*** Opening Data records ***

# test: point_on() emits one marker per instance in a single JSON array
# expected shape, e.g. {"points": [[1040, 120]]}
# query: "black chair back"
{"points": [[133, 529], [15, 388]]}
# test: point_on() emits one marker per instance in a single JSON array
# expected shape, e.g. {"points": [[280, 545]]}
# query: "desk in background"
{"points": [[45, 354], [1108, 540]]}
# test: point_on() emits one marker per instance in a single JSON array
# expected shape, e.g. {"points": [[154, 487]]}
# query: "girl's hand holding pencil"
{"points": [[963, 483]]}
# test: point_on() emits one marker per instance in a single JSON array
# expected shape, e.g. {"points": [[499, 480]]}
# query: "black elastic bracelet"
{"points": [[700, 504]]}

*** Closing Data records ***
*** Opening Data records ***

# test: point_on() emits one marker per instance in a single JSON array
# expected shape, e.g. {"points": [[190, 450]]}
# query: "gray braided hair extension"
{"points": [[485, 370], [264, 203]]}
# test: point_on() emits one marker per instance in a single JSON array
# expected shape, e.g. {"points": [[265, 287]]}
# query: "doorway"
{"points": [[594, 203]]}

*** Closing Data records ***

Every line above with the word "expected" is to be copied out.

# Response to the exercise:
# expected shape, e.g. {"points": [[1040, 120]]}
# expected shape, e.g. {"points": [[280, 545]]}
# expected shape, e.g. {"points": [[154, 487]]}
# expected shape, e.g. {"points": [[499, 480]]}
# expected shape, e.g. {"points": [[190, 450]]}
# expected shape, e.g. {"points": [[265, 287]]}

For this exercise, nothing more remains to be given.